_WHAT YOU HAVE TO DO_.
Reproduce all of the rows below word for word, changing nothing.

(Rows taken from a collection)
⁂
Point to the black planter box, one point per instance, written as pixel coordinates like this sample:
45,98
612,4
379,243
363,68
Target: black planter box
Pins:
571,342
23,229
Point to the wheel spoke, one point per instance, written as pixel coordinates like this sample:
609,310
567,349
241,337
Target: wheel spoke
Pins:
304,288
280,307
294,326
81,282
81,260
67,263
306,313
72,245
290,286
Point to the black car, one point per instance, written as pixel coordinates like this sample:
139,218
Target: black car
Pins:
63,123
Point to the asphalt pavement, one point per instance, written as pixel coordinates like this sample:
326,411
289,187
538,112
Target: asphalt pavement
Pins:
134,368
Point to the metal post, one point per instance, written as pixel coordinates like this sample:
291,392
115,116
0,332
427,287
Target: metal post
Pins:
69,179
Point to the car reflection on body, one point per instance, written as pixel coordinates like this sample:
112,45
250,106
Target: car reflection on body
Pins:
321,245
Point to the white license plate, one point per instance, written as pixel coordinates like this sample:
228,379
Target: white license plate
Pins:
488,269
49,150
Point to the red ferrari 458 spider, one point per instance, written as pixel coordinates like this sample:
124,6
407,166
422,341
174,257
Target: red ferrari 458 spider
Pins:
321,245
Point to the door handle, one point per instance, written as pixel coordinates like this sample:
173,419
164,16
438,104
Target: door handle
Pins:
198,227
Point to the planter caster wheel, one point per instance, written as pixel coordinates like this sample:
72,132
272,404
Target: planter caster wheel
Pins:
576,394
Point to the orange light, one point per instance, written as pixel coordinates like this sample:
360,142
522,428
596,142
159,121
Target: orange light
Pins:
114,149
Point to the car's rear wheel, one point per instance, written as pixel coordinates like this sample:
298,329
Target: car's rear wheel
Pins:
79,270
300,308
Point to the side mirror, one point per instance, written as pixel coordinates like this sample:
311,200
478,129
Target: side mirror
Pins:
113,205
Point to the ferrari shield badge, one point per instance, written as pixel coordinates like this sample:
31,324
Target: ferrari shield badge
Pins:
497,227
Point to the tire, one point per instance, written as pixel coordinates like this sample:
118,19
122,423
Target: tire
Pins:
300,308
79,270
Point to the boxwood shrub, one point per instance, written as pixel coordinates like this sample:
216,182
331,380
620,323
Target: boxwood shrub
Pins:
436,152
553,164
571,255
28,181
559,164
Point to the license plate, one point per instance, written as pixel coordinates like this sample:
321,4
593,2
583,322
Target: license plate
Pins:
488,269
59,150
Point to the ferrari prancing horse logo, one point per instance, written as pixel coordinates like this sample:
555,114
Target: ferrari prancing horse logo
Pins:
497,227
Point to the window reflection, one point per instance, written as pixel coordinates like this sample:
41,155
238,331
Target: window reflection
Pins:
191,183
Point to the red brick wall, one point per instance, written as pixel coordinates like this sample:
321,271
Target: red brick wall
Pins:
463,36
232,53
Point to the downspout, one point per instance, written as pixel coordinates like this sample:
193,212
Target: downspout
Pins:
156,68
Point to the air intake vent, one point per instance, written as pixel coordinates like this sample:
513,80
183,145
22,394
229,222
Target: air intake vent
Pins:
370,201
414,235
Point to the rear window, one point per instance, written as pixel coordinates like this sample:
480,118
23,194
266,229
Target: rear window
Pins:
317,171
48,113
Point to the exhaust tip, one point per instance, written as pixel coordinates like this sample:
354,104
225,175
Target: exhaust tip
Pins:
⁂
_ANSWER TO THE TASK_.
Point to the black planter box, one point per instance, written as pixel coordinates like this sample:
45,98
612,4
379,243
363,68
Target: black planter box
Pins:
571,342
23,229
Point to the wheel spoke, one point per instance, written as pixel coordinates like this sample:
609,310
567,349
241,337
Target: wheel spoke
Pins:
304,288
280,307
294,326
81,282
81,260
67,263
306,313
72,245
290,286
Point to the black car, one point per instance, written as pixel coordinates like this sample:
139,218
Target: black car
Pins:
63,123
Point to the asphalt pavement, one point per instance, written as pixel coordinates like this sample:
326,411
289,187
538,112
Target: asphalt pavement
Pins:
134,368
Point to the metal post, one point per instance, written as pixel coordinates like this sample:
291,392
115,116
0,332
427,287
Target: metal post
Pins:
69,179
Point to the car reflection on body, one point per instance, written as pixel coordinates like this sample:
112,45
250,106
Target: car reflection on body
Pins:
321,245
Point to the white license plate, one point per instance, written as pixel coordinates like this sample:
228,379
Target: white license plate
Pins:
488,269
49,150
Point to the red ferrari 458 spider, one point per instance, written as pixel coordinates like this sample:
124,6
407,166
422,341
174,257
Target: red ferrari 458 spider
Pins:
321,245
Point to the door handle, one point per instance, written as pixel coordinates like this sample:
173,419
164,16
438,104
Target: door handle
Pins:
198,227
Point to the planter caster wheel, one point per instance, written as pixel coordinates like this sample:
72,132
272,404
Target: planter caster wheel
Pins:
576,394
Point to the orange light, one point per instance, written as pixel coordinates like this sample:
360,142
522,428
596,142
159,121
Target: orange light
Pins:
114,149
Point to the car's rear wheel, one point per instance, written as pixel coordinates like this sample:
298,329
Target: car's rear wheel
Pins:
79,270
300,308
Point to the side mirror, one point per instance, written as pixel coordinates like this sample:
311,200
478,129
Target: side mirror
Pins:
113,205
Point to the ferrari shield badge, one point per instance, written as pixel coordinates like this sample:
31,324
Target: ferrari shield badge
Pins:
497,227
Point to the tire, one point per instance, written as pixel coordinates like this sample:
118,19
122,423
Target: tire
Pins:
300,308
79,270
Point to the boxwood shrub, one point per instance, written as pixel coordinates like this sample:
216,182
331,380
620,323
Target: boxwood shrub
Pins:
436,152
553,164
571,255
28,181
559,164
Point to the license plate, one point per instance, written as pixel coordinates like this sample:
321,4
593,2
583,322
Target: license plate
Pins:
488,269
59,150
Point to the ferrari prancing horse logo, one point per instance, written as pixel coordinates like this sample:
555,114
Target: ferrari prancing horse logo
Pins:
497,227
Point to the window reflection, one point per instance, written as pixel coordinates like this sample:
41,155
238,331
Target: window reflection
Pins:
191,183
Point to the red brick wall, one point per instance, written as pixel coordinates like this sample:
321,271
Target: red brick wall
Pins:
463,36
232,53
Point to the downspout, one point per instance, written as pixel coordinates like this sample:
193,212
Target: downspout
Pins:
156,68
Point to the air intake vent, one point per instance, written as pixel coordinates like this sample:
513,80
183,145
22,394
229,222
Target: air intake vent
Pins:
370,201
414,235
Point to the rear window, one point per instance, written as pixel coordinates like this sample:
480,118
23,194
266,229
Target: rear window
Pins:
317,171
48,113
Point to the exhaust tip, one point per instance, written as pixel coordinates like this sample:
354,104
225,175
Target: exhaust tip
Pins:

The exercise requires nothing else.